[BEGIN]

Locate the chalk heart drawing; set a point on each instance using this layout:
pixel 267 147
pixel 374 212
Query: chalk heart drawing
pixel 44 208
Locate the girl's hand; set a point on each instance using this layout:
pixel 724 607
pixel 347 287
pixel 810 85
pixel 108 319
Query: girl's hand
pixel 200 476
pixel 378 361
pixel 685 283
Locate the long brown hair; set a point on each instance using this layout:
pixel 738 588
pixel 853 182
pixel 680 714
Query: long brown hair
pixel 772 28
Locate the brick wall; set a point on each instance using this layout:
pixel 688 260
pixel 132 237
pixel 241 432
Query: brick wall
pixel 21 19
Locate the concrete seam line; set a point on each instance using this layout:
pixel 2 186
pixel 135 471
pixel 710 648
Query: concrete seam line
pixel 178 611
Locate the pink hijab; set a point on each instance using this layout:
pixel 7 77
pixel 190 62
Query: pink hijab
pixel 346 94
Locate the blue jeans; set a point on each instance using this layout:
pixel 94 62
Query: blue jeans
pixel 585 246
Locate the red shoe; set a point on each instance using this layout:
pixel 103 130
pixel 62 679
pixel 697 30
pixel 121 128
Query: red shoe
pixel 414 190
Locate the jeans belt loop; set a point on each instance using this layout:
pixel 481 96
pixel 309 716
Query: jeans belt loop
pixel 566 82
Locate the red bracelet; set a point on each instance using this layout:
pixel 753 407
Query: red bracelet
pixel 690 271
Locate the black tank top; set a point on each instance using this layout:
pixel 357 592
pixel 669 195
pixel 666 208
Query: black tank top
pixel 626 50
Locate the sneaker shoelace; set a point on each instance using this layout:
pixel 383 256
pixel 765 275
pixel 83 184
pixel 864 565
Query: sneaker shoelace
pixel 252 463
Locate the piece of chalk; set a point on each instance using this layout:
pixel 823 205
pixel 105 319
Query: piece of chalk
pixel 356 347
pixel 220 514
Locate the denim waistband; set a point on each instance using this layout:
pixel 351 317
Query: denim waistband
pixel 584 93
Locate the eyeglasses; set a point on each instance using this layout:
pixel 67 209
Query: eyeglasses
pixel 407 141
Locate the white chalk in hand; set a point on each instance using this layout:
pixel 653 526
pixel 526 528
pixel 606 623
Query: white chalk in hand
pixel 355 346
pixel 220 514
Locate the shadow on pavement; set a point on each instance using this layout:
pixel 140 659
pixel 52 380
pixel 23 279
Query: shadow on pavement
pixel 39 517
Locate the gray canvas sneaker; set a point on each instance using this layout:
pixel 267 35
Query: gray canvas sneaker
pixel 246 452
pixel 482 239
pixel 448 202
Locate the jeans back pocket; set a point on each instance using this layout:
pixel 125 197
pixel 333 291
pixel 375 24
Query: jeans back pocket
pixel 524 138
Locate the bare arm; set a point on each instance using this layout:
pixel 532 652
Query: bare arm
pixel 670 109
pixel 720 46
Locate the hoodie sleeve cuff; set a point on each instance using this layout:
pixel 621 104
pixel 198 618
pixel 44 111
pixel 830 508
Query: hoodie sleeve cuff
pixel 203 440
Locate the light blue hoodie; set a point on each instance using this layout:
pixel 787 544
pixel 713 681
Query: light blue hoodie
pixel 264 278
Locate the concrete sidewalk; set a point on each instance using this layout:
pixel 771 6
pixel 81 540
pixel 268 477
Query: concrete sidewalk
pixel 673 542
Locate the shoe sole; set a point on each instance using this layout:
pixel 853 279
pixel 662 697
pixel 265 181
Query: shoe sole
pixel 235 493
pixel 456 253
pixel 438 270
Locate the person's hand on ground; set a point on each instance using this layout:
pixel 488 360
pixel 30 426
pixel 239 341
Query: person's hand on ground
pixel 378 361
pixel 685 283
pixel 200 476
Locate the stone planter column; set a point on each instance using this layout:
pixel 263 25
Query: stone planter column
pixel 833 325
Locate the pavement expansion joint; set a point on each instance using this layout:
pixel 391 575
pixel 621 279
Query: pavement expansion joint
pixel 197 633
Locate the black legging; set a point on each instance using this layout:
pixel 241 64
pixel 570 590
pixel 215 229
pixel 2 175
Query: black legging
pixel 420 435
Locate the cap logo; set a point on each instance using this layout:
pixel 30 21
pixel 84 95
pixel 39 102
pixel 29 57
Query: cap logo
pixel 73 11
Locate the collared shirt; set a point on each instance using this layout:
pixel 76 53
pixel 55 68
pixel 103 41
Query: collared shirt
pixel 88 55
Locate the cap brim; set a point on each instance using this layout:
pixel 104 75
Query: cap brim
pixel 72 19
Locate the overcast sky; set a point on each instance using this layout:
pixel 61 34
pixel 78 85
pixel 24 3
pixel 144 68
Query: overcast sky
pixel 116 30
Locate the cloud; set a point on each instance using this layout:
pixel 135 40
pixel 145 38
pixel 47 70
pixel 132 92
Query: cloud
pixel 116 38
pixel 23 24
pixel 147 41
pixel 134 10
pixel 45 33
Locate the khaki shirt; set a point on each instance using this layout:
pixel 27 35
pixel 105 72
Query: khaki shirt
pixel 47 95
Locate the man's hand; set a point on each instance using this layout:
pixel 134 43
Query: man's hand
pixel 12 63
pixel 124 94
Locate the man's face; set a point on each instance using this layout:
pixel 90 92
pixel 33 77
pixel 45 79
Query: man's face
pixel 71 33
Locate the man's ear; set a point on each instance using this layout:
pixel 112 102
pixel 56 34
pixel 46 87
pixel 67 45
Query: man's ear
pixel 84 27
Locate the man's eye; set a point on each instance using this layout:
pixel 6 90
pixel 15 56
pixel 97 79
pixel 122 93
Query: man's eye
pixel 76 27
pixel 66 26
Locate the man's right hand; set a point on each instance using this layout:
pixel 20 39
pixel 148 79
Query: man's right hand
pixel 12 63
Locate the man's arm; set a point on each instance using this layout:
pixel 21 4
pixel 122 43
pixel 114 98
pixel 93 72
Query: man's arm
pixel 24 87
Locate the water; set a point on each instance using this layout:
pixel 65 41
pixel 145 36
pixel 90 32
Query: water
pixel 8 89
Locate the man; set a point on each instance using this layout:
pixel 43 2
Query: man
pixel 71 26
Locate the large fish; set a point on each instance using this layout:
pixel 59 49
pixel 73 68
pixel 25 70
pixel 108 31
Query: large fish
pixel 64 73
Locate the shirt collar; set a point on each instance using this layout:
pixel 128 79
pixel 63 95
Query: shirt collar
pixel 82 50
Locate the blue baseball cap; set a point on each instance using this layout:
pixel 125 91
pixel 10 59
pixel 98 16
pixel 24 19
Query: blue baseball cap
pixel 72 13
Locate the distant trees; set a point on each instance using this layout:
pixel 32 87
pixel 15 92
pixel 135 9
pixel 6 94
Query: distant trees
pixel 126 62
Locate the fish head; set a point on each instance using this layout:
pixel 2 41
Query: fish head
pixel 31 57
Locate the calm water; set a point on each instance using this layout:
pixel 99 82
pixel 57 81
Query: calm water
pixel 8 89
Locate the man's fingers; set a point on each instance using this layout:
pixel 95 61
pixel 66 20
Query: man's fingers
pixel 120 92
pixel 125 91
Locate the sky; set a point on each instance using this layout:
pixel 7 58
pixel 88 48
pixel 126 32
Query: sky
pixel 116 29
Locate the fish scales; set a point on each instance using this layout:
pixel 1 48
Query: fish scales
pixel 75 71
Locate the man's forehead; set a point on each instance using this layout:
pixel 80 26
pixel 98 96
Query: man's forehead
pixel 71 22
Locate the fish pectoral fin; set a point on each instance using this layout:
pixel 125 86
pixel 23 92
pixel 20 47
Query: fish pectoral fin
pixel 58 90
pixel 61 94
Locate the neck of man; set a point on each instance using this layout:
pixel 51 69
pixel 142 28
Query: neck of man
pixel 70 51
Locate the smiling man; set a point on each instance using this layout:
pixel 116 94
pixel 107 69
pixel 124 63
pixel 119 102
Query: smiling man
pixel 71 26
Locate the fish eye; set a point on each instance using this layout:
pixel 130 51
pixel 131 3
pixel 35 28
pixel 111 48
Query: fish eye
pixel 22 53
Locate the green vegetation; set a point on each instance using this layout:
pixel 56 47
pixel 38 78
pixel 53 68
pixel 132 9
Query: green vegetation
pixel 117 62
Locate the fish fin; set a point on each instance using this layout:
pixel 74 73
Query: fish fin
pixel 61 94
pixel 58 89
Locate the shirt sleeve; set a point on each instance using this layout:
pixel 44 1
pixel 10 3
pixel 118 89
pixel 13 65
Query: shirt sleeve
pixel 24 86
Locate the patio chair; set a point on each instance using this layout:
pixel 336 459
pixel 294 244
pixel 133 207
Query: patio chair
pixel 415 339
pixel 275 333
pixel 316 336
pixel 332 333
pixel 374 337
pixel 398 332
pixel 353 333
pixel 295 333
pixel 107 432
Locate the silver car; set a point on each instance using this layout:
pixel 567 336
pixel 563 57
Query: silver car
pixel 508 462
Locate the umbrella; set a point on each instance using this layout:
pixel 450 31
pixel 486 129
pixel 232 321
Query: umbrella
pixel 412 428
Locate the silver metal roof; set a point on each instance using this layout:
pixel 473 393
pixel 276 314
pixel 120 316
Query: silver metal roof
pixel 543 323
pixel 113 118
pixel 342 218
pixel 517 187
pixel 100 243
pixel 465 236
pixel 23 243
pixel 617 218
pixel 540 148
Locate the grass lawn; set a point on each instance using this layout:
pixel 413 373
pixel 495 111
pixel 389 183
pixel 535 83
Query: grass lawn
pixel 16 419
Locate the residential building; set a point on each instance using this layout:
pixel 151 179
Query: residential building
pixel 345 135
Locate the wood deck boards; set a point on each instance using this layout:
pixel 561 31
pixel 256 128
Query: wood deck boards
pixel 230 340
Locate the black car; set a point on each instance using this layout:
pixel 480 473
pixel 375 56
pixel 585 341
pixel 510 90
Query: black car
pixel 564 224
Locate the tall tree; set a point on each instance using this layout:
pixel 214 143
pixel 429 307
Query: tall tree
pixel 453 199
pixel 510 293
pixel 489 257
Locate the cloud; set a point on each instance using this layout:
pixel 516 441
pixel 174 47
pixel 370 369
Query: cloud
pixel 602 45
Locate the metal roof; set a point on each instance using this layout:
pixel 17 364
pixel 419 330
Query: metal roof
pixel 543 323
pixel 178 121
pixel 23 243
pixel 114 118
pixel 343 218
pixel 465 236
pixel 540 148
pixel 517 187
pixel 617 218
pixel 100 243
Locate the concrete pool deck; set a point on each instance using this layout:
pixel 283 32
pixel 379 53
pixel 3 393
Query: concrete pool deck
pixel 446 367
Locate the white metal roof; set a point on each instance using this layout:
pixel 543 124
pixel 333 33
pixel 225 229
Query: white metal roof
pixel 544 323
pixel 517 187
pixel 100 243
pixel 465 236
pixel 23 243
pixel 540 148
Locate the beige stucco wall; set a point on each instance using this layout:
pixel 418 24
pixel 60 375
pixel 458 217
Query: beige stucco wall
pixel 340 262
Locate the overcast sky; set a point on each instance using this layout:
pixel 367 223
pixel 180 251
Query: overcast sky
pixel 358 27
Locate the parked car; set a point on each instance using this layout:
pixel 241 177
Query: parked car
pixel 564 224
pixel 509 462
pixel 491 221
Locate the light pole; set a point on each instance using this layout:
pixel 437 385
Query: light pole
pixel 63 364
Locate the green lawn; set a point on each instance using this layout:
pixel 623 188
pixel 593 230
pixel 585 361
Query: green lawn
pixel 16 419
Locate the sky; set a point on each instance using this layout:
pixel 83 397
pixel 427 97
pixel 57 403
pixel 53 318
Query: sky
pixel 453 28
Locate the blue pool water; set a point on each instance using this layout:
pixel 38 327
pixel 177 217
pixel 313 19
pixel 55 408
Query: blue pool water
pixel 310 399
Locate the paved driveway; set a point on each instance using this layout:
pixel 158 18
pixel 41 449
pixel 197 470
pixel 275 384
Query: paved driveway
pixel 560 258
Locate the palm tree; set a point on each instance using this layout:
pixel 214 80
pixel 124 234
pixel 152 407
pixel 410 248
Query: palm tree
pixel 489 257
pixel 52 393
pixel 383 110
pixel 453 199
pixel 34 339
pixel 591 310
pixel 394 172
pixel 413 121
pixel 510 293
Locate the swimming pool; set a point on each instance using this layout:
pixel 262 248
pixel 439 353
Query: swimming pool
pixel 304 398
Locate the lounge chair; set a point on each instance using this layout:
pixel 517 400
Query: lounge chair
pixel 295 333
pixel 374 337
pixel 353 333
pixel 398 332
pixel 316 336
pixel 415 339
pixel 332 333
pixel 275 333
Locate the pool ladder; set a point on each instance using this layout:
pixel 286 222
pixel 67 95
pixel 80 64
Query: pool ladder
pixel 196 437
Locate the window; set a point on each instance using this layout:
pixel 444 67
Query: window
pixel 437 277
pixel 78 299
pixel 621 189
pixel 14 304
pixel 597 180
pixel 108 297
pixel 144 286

[END]

◆ JOB
Render the material as a JSON list of strings, starting at the line that contains "Locate the person's" and stopping after the line that contains "pixel 197 633". Use one string per line and skip any blank lines.

◆ SOLUTION TO THE EXERCISE
[
  "Locate the person's hand on ground; set a point on each instance using this layout:",
  "pixel 488 360",
  "pixel 30 426",
  "pixel 239 341",
  "Query: person's hand on ground",
  "pixel 378 361",
  "pixel 685 283",
  "pixel 200 476",
  "Locate the stone planter column; set a point on each instance using this layout:",
  "pixel 263 25",
  "Query: stone planter column",
  "pixel 833 325",
  "Locate the pavement expansion joint; set a point on each instance using this layout:",
  "pixel 391 575",
  "pixel 621 279",
  "Query: pavement expansion joint",
  "pixel 197 633"
]